# [GIVEN REQUEST]
Pick out and copy every line in the items below that contains the string "shoe". Case counts.

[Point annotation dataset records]
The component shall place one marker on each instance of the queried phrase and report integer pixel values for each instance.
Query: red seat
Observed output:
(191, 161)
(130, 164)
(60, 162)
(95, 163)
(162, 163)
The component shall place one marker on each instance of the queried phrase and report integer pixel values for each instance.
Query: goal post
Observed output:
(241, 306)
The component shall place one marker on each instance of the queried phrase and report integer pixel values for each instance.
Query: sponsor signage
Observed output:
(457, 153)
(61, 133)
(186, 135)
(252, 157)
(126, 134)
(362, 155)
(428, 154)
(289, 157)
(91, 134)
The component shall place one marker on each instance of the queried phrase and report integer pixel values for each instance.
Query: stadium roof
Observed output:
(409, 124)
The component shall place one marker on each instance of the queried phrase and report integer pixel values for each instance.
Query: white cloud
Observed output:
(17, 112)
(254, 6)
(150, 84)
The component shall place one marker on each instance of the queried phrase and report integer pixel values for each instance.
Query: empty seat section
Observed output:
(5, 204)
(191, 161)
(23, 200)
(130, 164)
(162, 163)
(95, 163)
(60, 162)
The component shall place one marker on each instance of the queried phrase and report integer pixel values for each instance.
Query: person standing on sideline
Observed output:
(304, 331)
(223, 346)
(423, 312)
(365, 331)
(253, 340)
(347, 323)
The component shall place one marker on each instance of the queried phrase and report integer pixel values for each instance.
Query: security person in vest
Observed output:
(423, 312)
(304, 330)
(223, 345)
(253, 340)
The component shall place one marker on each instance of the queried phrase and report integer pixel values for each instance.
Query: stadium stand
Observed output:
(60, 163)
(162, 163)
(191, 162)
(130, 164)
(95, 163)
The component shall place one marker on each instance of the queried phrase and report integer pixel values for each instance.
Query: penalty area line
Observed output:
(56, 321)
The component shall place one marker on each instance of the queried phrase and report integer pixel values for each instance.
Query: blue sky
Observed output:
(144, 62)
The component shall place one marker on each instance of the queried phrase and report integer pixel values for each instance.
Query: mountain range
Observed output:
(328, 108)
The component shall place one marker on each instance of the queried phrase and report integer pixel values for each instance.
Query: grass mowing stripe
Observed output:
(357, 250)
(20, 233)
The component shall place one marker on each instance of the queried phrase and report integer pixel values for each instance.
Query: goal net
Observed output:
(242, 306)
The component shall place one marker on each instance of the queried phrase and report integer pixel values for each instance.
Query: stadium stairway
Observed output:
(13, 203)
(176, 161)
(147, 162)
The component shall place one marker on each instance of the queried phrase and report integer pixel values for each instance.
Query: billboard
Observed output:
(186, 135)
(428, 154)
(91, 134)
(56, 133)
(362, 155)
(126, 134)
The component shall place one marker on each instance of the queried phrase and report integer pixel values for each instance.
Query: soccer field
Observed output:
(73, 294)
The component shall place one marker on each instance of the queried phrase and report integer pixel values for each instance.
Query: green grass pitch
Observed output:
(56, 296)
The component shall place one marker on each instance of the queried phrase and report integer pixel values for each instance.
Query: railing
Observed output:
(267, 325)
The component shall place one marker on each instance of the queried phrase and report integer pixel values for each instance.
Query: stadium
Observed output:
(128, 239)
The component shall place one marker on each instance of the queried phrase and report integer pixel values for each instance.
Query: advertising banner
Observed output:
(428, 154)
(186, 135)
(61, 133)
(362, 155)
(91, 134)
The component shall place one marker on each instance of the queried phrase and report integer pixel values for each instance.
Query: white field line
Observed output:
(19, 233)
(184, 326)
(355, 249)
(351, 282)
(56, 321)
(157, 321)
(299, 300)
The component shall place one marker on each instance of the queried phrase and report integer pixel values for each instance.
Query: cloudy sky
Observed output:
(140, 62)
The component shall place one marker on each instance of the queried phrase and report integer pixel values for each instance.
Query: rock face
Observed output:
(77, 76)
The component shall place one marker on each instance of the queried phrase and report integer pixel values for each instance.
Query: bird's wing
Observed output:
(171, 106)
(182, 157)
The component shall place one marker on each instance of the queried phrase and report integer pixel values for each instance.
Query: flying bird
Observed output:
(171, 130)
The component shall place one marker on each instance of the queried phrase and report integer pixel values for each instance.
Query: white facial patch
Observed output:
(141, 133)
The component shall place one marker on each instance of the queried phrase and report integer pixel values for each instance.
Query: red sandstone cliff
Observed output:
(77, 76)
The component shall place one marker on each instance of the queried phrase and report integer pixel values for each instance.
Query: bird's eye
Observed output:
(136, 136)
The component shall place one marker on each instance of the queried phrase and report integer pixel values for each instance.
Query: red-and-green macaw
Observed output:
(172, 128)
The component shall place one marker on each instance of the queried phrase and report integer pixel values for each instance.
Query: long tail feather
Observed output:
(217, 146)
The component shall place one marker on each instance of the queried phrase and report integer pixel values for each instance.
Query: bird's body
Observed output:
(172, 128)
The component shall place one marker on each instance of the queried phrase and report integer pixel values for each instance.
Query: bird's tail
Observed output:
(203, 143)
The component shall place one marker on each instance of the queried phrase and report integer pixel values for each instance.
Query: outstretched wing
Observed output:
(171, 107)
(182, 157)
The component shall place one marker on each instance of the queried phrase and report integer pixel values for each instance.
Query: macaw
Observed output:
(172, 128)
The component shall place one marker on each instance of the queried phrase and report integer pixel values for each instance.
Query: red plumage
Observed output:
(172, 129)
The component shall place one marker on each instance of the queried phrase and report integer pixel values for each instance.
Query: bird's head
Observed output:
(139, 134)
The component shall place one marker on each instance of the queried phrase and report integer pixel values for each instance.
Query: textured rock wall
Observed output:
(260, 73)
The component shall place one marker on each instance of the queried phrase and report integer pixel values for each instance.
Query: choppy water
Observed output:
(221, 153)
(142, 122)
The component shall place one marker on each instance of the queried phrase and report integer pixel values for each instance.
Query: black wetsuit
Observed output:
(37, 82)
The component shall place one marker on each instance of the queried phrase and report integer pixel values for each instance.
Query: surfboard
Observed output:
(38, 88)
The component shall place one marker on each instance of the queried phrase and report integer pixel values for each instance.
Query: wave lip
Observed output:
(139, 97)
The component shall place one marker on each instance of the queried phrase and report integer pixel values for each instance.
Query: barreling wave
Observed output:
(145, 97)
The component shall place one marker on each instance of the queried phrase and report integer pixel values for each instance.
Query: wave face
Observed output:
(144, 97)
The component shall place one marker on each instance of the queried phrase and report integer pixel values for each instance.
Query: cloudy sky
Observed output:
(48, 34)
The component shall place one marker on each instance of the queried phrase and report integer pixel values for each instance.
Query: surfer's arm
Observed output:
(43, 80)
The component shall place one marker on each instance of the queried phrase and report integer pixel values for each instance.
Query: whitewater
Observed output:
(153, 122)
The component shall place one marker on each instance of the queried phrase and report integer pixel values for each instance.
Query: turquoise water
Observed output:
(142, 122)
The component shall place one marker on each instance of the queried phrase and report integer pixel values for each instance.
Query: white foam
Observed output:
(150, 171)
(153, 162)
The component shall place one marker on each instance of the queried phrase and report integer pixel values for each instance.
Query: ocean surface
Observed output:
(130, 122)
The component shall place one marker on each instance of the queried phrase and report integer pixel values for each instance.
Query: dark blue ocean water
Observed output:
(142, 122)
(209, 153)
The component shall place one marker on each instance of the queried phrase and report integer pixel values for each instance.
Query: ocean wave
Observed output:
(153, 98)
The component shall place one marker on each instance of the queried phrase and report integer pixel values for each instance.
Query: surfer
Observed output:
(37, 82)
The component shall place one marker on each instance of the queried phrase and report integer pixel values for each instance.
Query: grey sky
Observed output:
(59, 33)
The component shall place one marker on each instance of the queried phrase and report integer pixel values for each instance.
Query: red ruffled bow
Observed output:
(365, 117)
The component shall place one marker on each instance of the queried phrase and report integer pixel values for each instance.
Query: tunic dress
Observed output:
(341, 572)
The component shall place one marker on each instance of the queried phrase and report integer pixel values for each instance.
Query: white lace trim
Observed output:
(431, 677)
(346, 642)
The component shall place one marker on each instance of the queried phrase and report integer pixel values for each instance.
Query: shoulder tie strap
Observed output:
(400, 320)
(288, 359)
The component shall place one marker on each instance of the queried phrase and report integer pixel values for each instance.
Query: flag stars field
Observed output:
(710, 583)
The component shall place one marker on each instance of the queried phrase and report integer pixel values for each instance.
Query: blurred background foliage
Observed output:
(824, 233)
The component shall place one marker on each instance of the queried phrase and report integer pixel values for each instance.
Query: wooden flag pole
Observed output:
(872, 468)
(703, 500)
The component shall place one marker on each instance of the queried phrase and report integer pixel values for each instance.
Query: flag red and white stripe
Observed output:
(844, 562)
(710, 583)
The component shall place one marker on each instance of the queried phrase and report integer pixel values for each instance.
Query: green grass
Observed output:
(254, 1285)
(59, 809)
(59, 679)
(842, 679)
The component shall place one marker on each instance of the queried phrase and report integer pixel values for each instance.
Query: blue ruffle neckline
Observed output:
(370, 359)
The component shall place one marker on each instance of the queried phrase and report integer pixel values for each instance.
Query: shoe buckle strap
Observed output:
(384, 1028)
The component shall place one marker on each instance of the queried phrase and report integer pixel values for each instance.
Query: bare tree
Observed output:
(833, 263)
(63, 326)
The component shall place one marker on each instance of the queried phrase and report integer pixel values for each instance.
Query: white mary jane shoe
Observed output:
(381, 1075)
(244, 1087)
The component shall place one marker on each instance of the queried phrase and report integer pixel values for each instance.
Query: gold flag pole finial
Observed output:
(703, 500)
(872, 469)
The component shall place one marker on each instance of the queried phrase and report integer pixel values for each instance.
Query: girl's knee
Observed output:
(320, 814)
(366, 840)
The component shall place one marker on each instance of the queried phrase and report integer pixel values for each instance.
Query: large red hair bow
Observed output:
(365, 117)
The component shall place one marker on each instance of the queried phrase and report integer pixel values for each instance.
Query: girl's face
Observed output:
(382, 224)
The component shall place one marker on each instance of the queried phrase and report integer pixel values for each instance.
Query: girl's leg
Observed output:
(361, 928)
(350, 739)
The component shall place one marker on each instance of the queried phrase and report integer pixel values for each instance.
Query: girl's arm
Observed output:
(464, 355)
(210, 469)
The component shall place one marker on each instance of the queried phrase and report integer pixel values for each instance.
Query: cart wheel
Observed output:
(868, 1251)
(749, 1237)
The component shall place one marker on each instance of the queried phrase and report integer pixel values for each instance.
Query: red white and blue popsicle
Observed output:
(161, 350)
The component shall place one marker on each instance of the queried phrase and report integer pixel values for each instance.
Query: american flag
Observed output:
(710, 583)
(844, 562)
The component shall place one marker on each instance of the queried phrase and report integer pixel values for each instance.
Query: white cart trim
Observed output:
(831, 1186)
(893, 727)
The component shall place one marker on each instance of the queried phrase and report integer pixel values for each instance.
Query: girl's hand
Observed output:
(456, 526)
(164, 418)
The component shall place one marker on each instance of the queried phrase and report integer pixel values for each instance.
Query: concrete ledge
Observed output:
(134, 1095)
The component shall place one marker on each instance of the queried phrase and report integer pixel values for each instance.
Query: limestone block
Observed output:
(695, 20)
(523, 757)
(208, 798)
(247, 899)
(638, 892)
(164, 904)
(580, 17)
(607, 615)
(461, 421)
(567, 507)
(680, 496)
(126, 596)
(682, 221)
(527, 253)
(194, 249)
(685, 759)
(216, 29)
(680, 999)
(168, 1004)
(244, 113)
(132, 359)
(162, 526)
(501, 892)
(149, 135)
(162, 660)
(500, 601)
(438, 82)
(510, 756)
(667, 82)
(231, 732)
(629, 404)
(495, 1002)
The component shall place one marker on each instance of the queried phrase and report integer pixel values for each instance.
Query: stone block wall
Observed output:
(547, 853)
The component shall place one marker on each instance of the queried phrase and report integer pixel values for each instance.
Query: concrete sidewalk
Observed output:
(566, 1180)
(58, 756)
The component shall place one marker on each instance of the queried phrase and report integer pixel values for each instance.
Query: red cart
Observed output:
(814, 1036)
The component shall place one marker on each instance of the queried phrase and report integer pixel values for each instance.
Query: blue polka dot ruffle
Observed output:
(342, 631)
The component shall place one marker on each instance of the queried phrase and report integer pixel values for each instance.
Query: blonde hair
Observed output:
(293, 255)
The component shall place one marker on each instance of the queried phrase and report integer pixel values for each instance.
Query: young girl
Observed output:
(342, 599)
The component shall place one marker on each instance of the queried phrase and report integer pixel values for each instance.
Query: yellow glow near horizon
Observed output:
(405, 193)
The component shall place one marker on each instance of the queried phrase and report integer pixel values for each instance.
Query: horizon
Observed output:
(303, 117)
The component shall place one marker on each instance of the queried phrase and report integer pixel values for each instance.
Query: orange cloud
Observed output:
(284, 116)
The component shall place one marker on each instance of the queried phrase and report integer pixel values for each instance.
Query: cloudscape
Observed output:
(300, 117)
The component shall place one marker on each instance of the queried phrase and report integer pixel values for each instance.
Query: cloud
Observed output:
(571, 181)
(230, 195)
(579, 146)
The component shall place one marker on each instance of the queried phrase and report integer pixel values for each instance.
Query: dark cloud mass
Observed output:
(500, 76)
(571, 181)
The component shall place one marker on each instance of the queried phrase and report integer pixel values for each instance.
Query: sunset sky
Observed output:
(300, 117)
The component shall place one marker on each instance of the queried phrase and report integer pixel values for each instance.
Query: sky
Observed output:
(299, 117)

# [EXPECTED ANSWER]
Query: shoe buckle strap
Query: white mary jane shoe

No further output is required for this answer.